» Saved dataset entries
-=-=-=-=-

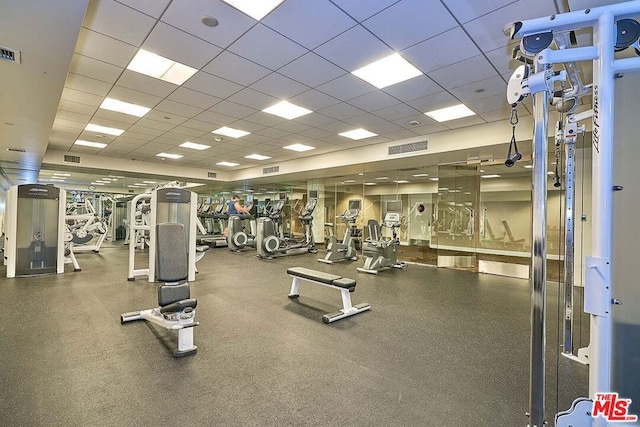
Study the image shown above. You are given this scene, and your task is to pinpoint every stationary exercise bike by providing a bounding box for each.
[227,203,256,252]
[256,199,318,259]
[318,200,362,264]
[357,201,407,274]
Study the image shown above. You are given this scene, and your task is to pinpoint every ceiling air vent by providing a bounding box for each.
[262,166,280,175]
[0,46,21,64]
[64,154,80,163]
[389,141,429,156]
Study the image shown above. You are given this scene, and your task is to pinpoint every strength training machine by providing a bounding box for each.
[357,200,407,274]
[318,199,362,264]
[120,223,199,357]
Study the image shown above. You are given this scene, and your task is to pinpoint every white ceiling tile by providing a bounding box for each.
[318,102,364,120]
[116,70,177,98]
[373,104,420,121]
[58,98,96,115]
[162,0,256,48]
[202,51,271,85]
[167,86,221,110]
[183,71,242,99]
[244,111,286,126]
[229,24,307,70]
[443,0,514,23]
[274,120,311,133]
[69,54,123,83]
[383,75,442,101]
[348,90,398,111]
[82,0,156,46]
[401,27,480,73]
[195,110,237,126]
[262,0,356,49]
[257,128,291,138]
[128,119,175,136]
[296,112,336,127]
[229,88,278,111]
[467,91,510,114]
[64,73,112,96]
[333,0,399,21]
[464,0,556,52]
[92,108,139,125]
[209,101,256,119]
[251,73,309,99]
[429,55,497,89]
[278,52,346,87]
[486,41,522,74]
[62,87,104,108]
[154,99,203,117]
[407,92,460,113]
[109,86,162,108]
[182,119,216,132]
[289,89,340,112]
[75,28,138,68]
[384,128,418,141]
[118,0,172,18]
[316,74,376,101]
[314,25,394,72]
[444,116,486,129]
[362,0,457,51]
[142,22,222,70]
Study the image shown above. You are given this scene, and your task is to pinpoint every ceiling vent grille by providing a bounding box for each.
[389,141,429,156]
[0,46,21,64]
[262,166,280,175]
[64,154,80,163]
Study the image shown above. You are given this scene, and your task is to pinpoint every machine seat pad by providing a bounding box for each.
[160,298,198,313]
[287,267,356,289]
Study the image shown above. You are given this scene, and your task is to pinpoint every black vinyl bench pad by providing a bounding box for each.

-=-=-=-=-

» Task instructions
Copy out, word for word, the part of the material that opens with the line containing "pinpoint every machine" and closes with the line containing "[287,267,356,289]", keeping both of those lines.

» Task solution
Study the image shown above. You are given this scene, and your task is to pinpoint every machine seat pad by providing a bounding box for each.
[160,298,198,313]
[287,267,356,289]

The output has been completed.